Data for this task ::

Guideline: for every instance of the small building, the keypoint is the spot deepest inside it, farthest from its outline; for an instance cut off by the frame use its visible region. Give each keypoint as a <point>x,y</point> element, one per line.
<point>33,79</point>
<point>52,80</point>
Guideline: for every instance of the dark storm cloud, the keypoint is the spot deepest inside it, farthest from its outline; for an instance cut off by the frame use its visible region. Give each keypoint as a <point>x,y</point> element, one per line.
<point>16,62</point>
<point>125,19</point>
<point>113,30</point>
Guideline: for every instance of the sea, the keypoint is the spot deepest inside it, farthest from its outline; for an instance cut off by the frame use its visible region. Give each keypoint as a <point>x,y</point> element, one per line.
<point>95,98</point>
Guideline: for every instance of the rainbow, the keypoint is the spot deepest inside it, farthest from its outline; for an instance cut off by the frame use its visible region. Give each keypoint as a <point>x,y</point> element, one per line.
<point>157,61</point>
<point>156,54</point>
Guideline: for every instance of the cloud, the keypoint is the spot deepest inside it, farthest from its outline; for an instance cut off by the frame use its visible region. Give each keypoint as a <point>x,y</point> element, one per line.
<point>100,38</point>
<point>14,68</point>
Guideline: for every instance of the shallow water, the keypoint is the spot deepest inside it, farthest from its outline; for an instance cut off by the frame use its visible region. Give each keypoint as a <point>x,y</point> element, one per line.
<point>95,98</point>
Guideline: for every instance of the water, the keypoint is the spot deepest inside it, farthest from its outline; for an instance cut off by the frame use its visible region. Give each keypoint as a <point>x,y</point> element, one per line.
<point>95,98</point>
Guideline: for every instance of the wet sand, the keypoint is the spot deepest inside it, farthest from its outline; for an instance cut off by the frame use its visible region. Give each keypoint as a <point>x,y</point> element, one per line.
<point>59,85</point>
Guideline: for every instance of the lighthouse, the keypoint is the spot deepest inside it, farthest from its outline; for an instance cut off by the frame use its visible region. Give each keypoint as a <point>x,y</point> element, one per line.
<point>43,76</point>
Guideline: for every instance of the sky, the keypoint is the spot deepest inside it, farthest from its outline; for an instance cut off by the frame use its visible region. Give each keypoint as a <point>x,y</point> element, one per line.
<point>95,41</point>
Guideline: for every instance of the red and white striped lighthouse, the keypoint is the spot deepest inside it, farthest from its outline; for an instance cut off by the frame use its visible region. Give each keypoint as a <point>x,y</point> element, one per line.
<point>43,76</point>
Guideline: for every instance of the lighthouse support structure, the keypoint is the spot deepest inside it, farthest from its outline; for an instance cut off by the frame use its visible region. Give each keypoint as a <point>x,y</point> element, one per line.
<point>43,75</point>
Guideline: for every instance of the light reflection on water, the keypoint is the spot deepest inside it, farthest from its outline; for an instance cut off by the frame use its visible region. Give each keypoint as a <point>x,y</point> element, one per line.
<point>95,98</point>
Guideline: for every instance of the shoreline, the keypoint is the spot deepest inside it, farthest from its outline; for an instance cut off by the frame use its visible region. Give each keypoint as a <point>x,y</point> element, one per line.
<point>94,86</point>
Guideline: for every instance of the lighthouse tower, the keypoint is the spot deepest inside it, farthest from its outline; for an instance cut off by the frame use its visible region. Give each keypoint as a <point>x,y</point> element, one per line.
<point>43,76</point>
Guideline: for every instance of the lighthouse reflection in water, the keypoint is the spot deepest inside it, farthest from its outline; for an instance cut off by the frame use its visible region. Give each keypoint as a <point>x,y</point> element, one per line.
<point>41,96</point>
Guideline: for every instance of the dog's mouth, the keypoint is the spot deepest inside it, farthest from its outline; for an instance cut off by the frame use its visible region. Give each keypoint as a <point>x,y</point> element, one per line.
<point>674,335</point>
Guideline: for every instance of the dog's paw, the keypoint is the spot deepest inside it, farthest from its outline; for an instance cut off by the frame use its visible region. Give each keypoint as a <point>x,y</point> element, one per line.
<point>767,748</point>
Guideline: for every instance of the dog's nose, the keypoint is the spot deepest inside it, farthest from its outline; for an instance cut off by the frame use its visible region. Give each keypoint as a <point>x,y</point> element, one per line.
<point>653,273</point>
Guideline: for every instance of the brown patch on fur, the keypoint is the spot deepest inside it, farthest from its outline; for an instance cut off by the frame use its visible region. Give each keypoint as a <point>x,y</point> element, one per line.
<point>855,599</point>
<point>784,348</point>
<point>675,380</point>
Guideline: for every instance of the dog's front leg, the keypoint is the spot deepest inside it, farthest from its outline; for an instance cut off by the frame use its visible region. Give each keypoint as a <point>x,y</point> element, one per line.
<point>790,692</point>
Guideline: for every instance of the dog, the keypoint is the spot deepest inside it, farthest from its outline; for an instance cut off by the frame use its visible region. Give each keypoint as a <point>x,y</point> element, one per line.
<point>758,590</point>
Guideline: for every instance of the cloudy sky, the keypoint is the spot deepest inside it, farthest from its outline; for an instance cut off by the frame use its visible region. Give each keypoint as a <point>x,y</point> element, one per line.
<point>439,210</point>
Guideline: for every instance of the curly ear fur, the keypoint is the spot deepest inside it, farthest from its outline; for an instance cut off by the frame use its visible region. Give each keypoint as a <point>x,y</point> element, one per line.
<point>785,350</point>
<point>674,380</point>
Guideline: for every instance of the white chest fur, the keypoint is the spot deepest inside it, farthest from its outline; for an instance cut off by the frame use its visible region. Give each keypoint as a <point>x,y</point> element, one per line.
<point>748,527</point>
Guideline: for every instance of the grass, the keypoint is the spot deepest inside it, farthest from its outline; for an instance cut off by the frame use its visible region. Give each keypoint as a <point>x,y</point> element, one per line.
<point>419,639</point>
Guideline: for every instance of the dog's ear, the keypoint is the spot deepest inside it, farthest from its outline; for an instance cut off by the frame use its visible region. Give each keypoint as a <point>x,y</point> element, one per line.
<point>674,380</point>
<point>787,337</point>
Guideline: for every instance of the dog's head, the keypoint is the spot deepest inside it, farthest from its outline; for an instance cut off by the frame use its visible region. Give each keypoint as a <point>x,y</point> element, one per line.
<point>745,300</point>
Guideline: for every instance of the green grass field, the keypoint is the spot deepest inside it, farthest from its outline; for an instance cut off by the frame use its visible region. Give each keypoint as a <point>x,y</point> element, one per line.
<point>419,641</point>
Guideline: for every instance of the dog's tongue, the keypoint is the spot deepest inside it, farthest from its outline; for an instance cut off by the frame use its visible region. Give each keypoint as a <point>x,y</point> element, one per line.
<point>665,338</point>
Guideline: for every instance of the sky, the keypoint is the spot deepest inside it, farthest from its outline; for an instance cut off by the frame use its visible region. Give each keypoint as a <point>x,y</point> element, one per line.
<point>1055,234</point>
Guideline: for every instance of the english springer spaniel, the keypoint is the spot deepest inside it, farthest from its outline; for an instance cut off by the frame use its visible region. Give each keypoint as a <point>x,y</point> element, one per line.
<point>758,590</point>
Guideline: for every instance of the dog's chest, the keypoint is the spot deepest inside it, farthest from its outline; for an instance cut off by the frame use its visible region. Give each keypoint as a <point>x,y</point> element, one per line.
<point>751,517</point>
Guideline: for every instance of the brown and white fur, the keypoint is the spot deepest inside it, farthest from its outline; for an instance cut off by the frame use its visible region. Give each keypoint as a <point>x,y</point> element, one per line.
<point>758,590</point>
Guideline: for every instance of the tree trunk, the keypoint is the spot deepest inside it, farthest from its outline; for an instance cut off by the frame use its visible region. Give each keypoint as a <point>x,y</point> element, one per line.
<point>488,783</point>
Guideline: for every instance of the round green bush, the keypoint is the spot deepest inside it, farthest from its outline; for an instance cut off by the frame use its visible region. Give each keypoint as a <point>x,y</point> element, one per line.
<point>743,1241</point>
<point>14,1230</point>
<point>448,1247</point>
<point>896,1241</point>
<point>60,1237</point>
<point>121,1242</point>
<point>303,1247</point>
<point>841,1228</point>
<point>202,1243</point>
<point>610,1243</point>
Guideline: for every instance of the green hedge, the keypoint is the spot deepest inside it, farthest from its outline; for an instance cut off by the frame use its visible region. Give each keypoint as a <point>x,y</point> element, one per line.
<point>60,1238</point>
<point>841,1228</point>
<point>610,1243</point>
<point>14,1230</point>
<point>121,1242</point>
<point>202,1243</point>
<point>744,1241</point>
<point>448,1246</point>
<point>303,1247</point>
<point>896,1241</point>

Exercise goal :: Rewrite the stretch of the listing from "Guideline: for every instance of the dog's paw, the" through "<point>653,273</point>", putting "boundary" in place of "outline" and leaving everything else unchanged.

Final result ::
Guideline: for every instance of the dog's paw, the keypoint is the spot deepest inside it, farthest from its boundary; for an instance cut off by the frame use its visible region. Give each keypoint as a <point>x,y</point> element, one per line.
<point>767,748</point>
Guideline: for every instance of the dog's nose, the keypoint is the spot deepest inside it, farthest from its boundary; for an instance cut off by the frame use its visible region. Give each keypoint as a <point>x,y</point> element, one per line.
<point>653,273</point>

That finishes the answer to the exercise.